▶ _Extract_:
Since graduating its first three cadets in 1949, the UCSB battalion has seen nearly 1,100 students commission as second lieutenants in the U.S. Army, U.S. Army Reserve or U.S. Army National Guard. In exchange for college scholarships, they contract to serve four years in active duty, or eight years in the Reserve or Guard. There are currently 70 cadets in the UCSB program; 11 will commission this June.

In addition to financial support, cadets earn a wealth of training in leadership, whether their sights are set on a military career or private industry. By combining management theory with hands-on experience, Army ROTC aims to develop in its cadets the self-discipline, mental agility and interpersonal and communication skills, among other things, seen as essential to commanding a unit — or running a business.

Cadet Alexandria Schmidt has a firm handle on all of the above. Set to graduate UCSB and commission as an Army officer in June, the Bakersfield-born Japanese major said she’s come a long way as a leader since joining ROTC her freshman year.

“Leadership for me is about influencing others and setting the example — not only for my subordinates but also for my peers — under any circumstance,” Schmidt said. “And thanks to my experience in ROTC, I feel more confident making difficult decisions or completing difficult tasks without feeling overwhelmed. And I now feel very comfortable and confident facing a task I may not have been familiar with previously.”

[Records from a data collection]
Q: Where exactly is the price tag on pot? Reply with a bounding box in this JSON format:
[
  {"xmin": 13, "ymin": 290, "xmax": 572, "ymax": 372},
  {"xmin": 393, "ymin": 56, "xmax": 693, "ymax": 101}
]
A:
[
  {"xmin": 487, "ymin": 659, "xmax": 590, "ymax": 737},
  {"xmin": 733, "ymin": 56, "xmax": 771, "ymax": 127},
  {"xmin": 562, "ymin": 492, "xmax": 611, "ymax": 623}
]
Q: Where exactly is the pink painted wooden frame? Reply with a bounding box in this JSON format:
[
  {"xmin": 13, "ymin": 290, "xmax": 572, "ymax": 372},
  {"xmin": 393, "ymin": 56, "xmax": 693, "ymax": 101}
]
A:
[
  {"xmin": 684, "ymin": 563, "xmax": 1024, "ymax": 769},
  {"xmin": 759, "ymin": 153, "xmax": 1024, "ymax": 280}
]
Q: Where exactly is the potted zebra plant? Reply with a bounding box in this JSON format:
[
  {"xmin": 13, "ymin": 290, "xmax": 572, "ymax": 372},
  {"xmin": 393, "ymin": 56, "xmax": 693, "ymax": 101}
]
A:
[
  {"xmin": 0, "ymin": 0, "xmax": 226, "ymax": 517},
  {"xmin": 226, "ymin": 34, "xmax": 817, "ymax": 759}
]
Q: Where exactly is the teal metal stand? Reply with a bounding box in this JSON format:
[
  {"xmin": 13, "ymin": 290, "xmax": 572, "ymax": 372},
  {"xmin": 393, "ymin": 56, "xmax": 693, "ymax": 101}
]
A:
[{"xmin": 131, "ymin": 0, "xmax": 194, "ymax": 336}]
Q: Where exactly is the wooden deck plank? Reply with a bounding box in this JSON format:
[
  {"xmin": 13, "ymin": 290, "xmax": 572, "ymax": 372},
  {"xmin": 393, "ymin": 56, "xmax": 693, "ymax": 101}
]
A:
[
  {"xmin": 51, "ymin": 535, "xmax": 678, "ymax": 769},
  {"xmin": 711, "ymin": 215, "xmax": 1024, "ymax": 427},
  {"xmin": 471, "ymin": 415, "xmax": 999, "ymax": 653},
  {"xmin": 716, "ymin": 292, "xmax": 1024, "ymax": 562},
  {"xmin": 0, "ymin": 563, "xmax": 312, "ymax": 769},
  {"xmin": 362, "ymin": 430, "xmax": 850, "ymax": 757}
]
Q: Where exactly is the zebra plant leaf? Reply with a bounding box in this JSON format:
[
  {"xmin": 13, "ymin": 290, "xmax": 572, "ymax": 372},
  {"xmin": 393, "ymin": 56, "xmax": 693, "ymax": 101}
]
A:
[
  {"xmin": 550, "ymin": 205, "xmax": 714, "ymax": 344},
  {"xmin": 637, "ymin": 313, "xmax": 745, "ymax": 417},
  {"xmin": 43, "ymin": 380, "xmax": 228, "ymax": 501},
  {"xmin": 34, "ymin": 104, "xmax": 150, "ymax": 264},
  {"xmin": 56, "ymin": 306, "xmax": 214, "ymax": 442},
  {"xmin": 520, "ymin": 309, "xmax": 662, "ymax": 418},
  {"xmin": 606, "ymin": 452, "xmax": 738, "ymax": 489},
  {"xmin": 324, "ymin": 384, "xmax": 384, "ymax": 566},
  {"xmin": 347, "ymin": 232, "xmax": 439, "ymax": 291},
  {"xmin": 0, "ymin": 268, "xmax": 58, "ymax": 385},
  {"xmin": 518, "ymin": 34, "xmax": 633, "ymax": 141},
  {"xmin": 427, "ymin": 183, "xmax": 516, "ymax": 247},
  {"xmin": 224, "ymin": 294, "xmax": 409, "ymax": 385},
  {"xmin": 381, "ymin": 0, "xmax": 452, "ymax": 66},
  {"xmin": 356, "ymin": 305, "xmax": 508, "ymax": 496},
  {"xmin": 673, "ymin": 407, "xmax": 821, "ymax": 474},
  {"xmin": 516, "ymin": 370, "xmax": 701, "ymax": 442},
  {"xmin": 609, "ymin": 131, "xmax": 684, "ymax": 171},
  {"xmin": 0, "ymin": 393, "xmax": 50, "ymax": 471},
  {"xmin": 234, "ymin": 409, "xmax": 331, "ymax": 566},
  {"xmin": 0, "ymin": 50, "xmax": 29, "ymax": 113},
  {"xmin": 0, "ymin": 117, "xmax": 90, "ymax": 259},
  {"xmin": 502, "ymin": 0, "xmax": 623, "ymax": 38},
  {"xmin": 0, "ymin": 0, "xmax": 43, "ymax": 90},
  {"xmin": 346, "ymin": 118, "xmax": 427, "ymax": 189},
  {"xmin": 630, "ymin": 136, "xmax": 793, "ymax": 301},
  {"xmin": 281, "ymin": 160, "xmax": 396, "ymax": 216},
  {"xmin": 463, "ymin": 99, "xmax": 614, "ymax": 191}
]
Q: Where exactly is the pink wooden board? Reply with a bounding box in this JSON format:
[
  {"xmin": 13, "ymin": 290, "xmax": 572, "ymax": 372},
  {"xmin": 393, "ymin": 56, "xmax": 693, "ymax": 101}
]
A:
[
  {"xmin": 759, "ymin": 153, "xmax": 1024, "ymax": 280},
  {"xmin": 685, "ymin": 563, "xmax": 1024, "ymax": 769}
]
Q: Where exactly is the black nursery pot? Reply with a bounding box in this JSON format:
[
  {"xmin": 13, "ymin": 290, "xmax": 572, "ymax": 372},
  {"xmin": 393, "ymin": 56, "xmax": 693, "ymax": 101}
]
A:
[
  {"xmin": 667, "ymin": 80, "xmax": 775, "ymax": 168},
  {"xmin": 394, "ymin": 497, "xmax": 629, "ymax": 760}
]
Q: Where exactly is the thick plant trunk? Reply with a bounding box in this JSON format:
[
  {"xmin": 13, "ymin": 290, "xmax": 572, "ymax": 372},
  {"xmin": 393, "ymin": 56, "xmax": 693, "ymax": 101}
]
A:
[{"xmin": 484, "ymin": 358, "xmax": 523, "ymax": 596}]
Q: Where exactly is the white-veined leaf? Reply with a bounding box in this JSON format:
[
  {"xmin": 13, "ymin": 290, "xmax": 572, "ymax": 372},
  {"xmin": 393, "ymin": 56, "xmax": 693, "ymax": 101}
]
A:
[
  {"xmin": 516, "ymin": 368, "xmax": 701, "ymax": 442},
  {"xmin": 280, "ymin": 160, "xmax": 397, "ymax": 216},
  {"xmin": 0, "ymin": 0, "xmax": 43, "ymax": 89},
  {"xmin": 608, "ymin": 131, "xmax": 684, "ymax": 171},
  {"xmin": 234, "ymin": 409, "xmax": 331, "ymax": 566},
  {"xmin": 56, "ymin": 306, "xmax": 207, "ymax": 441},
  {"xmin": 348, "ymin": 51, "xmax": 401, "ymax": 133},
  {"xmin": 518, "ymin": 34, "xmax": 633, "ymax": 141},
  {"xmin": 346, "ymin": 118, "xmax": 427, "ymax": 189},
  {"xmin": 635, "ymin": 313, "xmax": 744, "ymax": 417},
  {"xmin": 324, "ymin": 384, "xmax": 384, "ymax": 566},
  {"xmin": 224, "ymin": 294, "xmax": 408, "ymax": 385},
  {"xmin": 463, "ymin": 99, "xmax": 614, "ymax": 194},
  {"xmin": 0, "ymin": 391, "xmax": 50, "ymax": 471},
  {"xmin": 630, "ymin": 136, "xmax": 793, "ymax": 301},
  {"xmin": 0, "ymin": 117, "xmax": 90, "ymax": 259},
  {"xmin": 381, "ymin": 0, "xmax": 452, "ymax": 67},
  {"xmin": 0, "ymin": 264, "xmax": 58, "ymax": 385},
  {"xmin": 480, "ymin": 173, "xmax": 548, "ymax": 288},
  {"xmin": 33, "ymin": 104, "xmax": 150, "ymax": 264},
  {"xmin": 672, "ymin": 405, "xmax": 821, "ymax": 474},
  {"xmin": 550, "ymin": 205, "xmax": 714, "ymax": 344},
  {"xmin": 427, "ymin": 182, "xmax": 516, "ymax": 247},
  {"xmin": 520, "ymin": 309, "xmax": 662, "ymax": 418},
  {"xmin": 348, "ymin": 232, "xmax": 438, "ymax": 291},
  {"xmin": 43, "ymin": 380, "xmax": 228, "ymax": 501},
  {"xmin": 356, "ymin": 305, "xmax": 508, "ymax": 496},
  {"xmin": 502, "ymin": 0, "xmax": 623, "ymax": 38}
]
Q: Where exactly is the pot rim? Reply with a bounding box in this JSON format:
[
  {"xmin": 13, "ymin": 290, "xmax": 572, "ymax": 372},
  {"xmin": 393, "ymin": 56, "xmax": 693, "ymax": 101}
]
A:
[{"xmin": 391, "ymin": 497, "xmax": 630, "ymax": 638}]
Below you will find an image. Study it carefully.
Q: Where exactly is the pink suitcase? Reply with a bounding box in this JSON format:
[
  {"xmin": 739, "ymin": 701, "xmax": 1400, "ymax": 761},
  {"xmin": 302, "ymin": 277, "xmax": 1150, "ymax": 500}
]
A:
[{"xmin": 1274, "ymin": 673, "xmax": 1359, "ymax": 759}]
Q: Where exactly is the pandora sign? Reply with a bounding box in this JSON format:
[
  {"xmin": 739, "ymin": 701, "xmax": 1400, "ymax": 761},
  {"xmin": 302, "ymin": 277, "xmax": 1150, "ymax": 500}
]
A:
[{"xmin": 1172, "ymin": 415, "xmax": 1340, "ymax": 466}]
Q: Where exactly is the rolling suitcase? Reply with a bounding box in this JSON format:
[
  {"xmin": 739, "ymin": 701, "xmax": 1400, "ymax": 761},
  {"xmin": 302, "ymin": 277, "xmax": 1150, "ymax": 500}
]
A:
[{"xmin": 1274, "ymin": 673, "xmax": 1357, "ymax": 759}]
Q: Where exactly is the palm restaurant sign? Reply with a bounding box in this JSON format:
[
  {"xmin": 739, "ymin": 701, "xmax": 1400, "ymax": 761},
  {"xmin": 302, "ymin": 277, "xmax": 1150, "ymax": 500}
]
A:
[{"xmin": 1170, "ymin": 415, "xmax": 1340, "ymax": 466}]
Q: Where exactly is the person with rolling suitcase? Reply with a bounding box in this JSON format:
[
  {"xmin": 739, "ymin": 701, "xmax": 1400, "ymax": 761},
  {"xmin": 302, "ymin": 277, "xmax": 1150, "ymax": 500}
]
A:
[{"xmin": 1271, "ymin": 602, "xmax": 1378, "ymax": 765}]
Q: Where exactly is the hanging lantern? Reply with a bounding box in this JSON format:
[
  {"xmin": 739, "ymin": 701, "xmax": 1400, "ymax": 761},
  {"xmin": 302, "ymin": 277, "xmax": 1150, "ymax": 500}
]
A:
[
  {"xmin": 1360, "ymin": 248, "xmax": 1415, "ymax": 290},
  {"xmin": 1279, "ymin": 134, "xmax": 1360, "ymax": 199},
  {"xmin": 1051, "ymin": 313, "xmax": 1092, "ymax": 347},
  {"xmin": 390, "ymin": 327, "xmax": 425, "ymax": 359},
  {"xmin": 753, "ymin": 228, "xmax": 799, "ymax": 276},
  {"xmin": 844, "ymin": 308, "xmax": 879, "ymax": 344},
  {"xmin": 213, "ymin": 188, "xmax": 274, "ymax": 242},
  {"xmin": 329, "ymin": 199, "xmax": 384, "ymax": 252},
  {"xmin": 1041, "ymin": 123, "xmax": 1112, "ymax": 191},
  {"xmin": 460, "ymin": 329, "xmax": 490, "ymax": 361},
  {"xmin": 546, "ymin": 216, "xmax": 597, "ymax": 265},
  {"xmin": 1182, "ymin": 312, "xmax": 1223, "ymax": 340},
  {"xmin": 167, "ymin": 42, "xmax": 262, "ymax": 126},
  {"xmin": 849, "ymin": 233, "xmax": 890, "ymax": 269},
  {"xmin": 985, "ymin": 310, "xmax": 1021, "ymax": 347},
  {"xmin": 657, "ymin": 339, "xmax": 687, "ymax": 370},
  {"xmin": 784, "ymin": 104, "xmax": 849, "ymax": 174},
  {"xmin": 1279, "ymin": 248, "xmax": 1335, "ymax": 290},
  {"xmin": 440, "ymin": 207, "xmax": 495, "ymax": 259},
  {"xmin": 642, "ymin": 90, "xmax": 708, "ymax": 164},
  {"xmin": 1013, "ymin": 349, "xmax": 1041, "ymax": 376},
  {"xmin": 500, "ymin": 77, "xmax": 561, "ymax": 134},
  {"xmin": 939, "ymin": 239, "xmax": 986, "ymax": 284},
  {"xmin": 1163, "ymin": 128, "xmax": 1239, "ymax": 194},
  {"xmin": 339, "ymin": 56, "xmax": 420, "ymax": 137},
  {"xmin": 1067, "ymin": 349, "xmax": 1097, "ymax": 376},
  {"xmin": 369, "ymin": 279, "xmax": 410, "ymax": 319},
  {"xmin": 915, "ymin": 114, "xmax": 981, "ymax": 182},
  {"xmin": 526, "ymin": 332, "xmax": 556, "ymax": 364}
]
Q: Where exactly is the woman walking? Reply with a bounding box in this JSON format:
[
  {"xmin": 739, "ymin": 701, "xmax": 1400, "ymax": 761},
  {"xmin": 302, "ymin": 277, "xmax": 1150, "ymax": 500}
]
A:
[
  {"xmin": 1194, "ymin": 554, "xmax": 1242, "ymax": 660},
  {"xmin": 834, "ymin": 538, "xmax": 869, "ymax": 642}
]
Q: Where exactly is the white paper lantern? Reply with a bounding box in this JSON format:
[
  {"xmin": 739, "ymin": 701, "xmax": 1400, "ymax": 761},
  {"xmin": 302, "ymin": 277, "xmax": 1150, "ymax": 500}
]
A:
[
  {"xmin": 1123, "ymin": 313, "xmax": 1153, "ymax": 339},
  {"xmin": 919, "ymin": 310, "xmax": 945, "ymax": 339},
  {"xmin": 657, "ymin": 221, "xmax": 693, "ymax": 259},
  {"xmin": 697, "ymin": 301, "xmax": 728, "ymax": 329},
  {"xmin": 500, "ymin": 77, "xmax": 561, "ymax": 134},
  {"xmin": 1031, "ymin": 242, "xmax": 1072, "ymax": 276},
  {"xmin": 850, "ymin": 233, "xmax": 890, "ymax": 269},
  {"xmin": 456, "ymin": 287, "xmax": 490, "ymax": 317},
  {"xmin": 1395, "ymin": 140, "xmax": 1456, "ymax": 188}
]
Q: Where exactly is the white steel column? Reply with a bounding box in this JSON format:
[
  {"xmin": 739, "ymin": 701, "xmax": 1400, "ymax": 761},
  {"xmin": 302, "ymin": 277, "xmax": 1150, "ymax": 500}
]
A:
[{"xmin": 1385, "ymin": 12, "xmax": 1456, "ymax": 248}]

▶ _Problem 1_:
Answer these questions using the ROTC article:
(a) How many cadets did the UCSB battalion graduate in 1949?
(b) What does Army ROTC combine to develop its cadets?
(c) What is Alexandria Schmidt's major?
▶ _Problem 2_: Summarize the ROTC article in two sentences.
▶ _Problem 3_: Write a continuation of the ROTC article that starts after its last sentence.

▶ _Exercise result 1_:
(a) Three.
(b) Management theory and hands-on experience.
(c) Japanese.

▶ _Exercise result 2_: Since 1949, the UCSB Army ROTC battalion has commissioned nearly 1,100 students as second lieutenants, who receive college scholarships in exchange for service and gain leadership training useful in the military or private industry. Cadet Alexandria Schmidt, who will graduate and commission in June, says ROTC has made her a more confident leader who can make difficult decisions without feeling overwhelmed.

▶ _Exercise result 3_:
She can prove it, too.

With an overall rating of “E,” for “Exceeds the Standard,” Schmidt was a Surfrider standout last summer at the Leadership Development and Assessment Course (LDAC), a requirement for all third-year ROTC cadets nationwide and a key factor in determining post-commission assignments. The better a cadet’s score, the better the chance of landing in his or her preferred branch; Schmidt is keen on military intelligence.

“It would have been much more difficult to get this much leadership experience without ROTC,” Schmidt added. “My roommate helps put on events as part of an internship, where she organizes based on what her employer wants. In ROTC, we are charged to put on events that we develop, set up and run on our own.

“Good leaders are people who can convince others to trust them and to believe in the goal of their mission,” she added. “Sometimes being a good leader means you can follow orders as well.”

Army 1st Lt. Jon Kopecky does all of that and more in the Armor Branch. A 2012 UCSB grad, he’s a recent addition to a Surfrider alumni list that includes Brig. Gen. Chester Ward (1954), who became a White House physician; Robert Ballard (1965), the oceanographer and explorer best known for discovering the wreckage of the Titanic; and Brig. Gen. Eric Wendt (1986), currently the commanding general of Special Operations for U.S. Forces Korea.

Kopecky is in notable company, to say the least.

Crediting ROTC with giving him “direction and motivation” as a college student, as well as a “sense of purpose upon graduation,” Kopecky said the leadership ethics he gleaned as a Surfrider are directly connected to his current success.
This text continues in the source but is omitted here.